## Material:
= = =

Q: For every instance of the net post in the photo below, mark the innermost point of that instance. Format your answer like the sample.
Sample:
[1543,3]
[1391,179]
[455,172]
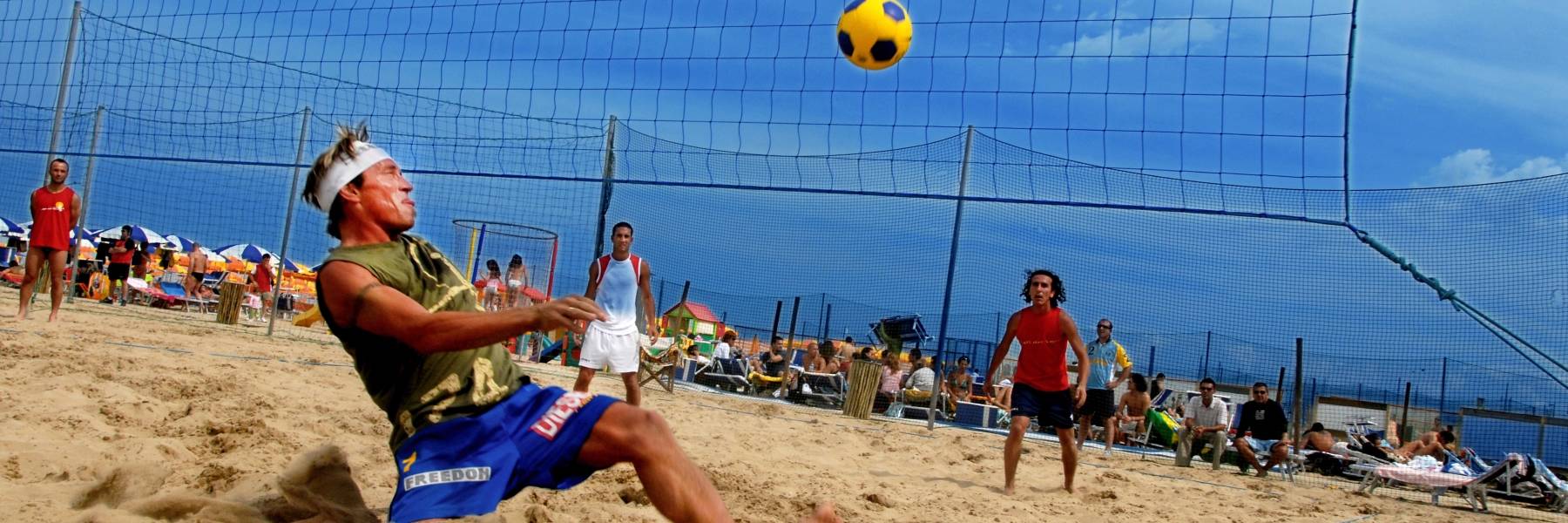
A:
[1152,362]
[86,189]
[609,186]
[1443,388]
[549,283]
[789,360]
[1295,407]
[952,264]
[294,189]
[478,247]
[1403,413]
[827,321]
[64,88]
[1206,346]
[1344,140]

= = =

## Exercise description:
Retype every line of the entries above word for word, leaving out the pictures.

## Problem solution:
Q: For every instance of the net post in the photo below, mark the innermost point of that instance. Format your answer like the sample.
Sample:
[1543,3]
[1391,179]
[455,172]
A:
[1152,362]
[86,189]
[609,186]
[1443,388]
[549,283]
[789,360]
[1295,407]
[952,264]
[294,189]
[478,247]
[1403,413]
[827,321]
[64,88]
[1206,346]
[1344,140]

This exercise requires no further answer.